§ ACTION ITEM
Verbatim output of the full listing is required.
..........
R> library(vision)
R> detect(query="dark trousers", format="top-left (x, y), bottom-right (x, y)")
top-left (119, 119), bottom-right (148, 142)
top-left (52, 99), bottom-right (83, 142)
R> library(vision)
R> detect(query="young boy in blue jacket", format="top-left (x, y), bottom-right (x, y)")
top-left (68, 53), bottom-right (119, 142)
..........
§ ANSWER TO THIS EXERCISE
R> library(vision)
R> detect(query="dark trousers", format="top-left (x, y), bottom-right (x, y)")
top-left (119, 119), bottom-right (148, 142)
top-left (52, 99), bottom-right (83, 142)
R> library(vision)
R> detect(query="young boy in blue jacket", format="top-left (x, y), bottom-right (x, y)")
top-left (68, 53), bottom-right (119, 142)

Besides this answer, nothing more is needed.